**Do this:** The entries are to be returned exactly, with images left out.

**Dataset content:**
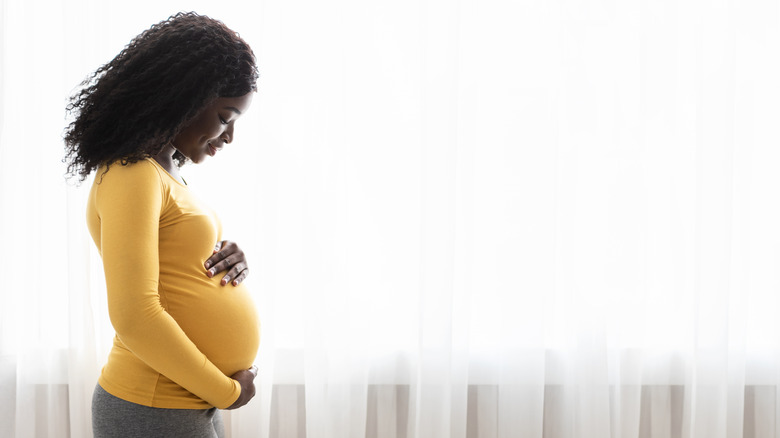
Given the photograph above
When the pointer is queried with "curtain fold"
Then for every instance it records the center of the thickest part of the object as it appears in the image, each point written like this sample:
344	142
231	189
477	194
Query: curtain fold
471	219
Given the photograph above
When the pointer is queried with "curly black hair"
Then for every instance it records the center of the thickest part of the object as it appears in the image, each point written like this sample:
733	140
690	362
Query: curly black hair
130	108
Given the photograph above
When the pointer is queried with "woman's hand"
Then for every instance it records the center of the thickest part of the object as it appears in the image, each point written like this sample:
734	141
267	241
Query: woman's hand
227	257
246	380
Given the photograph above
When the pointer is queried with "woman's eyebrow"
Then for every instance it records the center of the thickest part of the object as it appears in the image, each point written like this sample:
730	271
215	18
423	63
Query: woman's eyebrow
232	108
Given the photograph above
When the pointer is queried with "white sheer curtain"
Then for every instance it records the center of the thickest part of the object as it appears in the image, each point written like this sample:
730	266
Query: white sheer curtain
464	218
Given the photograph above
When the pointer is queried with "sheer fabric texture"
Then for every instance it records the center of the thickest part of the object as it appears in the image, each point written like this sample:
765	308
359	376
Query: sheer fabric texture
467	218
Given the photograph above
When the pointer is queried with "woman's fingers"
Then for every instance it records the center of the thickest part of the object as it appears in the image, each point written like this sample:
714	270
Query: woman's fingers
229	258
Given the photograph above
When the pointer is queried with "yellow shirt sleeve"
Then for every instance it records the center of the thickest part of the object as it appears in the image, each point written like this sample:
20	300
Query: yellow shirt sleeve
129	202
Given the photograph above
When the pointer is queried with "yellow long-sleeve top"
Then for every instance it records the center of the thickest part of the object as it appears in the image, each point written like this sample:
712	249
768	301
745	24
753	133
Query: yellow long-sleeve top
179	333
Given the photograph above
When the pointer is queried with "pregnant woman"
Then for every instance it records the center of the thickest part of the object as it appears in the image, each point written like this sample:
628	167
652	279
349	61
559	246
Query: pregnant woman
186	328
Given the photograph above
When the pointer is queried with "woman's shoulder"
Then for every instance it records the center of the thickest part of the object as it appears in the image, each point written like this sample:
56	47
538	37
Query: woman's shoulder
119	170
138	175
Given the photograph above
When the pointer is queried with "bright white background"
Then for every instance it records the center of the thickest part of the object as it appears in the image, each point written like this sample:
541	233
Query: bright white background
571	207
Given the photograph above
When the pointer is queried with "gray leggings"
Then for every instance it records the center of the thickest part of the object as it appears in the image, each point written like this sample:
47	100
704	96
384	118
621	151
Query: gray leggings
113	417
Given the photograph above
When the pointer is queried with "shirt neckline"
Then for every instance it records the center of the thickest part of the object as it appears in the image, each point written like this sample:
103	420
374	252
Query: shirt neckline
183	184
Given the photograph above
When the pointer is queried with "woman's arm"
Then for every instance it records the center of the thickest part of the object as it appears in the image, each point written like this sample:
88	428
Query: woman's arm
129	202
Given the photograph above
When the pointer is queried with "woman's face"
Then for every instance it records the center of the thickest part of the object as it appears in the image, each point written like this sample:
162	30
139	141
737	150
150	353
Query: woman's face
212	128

**Written response:**
Given the photograph above
When the pointer is queried with "curtain fold"
Then for every instance it records the center of the thickest part of the object as it appears in the image, each point written like this sample:
344	142
231	189
477	194
Query: curtain fold
471	219
Given the photograph above
When the pointer is queried with "curly black hair"
Then for every instance it records the center of the thickest part of the object as it appears in the image, each point written like this sample:
733	140
690	362
Query: curly black hair
130	108
Given the photograph above
When the pointer is queried with "woman's hand"
Then for every instance it records the center of the thickest part of the object as it appears in the image, each point written like this sample:
734	141
267	241
Query: woman's hand
227	257
246	380
Given the photograph above
When the pointer is queried with "woman's eyebrow"
Then for every instance it records the center of the thickest part of the object as it appears in the image, each point written like this sample:
730	271
215	18
423	63
Query: woman's eyebrow
232	108
Given the photograph above
When the pointer is queried with "white sheer curtain"
Then for every instance it records the center of the thickest part of the object as it appears in the image, each point written like this sample:
730	266
Query: white sheer curtain
464	218
Given the photograph above
When the pointer is queried with "sheer fabric texture"
Then for every instance it records the center of the thickest part of the object as it appears in the image, each point written like this sample:
765	308
359	376
Query: sheer fabric texture
467	218
Given the photograph above
When the pointer is queried with "woman's fingers"
Then for every instance it records the center of the thickest part of the object as it appears in the image, each point written like this sample:
714	270
Query: woman's fingers
229	258
Given the photograph above
When the pointer is queried with "yellow shirt sleeve"
Then for every instance it records the center of the thickest part of the object as it appears in the image, each point written like this sample:
20	300
Query: yellow shirt sleeve
129	202
Given the photograph above
When the pointer is queried with "yellow long-sleeve top"
Then for every instance it records the center of the thickest part of the object as it appears in the image, each point written like this sample:
712	249
768	301
745	24
753	133
Query: yellow long-sleeve top
179	333
Given the photograph above
When the pointer is queried with "pregnant woman"
Then for every instance it records the center of the thickest part of the object as it appears in the image, each point written like this sample:
628	167
652	279
349	61
559	246
Query: pregnant woman
186	328
Given the photograph above
When the pointer is queried with "woman's shoulder"
Then for every instance it records the center of the thickest part of the object as it appears in the image, each point written like this sample:
56	47
538	37
Query: woman's shoulder
119	170
138	175
Given the photograph above
When the pointer is queried with "bright white background"
Then for every instance it records the center of the thickest part of the object as it appears in the image, each point written like this sample:
541	233
Query: bright white background
571	207
Given the photograph above
When the pointer is queried with "gray leggings"
Then for every instance it records the center of the thickest part of the object as it appears in the image, each point written like this sample:
47	100
704	96
384	118
621	151
Query: gray leggings
113	417
Given the photograph above
When the pointer is queried with "shirt neckline"
Then for every instance it records the center of the thickest part of the object as it appears in the image, each point written like this sample:
103	420
374	252
Query: shirt neckline
183	184
Given the photograph above
When the pointer is queried with "woman's arm"
Then for every instance it records the center of the thickest part of the object as it appears in the image, each point written like this sample:
88	428
Query: woman's arm
129	202
Given the photograph above
When the pointer is queried with "woman's face"
Then for every instance it records the center of the thickest part of the object as it appears in the image, each point written like this sample:
162	30
139	141
737	150
150	353
Query: woman's face
212	128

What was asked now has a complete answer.